Data records
########

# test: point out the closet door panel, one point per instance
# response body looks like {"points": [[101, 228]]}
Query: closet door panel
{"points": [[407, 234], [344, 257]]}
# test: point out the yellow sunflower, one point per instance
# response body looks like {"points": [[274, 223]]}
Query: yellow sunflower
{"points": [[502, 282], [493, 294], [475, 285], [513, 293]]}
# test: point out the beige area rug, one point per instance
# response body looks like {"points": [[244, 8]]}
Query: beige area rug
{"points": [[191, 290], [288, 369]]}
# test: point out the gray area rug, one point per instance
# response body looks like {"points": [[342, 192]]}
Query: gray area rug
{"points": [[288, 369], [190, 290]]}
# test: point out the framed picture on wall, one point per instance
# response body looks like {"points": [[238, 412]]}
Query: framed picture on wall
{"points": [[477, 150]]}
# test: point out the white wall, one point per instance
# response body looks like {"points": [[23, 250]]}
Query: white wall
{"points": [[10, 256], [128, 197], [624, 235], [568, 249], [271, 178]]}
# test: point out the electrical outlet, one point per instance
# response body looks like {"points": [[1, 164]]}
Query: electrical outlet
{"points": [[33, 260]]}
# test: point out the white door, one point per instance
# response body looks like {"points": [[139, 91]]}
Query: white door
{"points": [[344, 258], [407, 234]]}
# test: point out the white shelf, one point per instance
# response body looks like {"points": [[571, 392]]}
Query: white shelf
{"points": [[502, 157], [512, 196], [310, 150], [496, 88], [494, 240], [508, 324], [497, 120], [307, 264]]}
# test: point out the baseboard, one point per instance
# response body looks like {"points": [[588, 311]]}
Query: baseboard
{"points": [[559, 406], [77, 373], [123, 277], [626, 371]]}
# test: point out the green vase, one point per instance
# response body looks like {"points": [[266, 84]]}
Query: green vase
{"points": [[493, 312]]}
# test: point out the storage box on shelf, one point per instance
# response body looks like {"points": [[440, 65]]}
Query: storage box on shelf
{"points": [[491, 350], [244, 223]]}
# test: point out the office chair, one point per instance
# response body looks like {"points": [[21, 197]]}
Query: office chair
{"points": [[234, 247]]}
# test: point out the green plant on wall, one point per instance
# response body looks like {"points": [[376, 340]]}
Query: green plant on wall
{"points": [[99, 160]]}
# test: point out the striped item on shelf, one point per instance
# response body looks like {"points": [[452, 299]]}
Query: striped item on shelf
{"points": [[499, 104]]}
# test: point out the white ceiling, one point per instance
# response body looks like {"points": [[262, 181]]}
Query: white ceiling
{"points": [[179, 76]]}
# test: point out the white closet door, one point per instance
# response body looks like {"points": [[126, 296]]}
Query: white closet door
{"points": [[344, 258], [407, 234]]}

########

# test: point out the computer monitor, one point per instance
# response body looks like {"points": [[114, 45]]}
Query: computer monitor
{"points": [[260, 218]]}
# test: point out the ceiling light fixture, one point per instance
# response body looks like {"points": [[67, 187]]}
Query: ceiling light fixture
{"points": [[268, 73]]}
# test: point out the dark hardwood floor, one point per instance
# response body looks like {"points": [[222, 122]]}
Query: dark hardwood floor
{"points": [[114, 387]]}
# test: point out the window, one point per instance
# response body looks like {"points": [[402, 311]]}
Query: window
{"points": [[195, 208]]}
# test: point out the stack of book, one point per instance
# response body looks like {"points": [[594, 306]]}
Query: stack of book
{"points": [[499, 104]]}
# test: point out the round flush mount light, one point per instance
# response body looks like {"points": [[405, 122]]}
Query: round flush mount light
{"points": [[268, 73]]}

########

**Exercise description**:
Copy out each line of the data records above that contains the string "white".

**Output below**:
# test: point out the white wall, one point per instance
Query: white wall
# test: point out the white door, one point per instance
Query: white door
# test: point out the white shelf, one point per instance
Query: white shelf
# test: point out the white ceiling, one point per instance
Query: white ceiling
# test: point out the white closet door, one point per instance
Query: white closet door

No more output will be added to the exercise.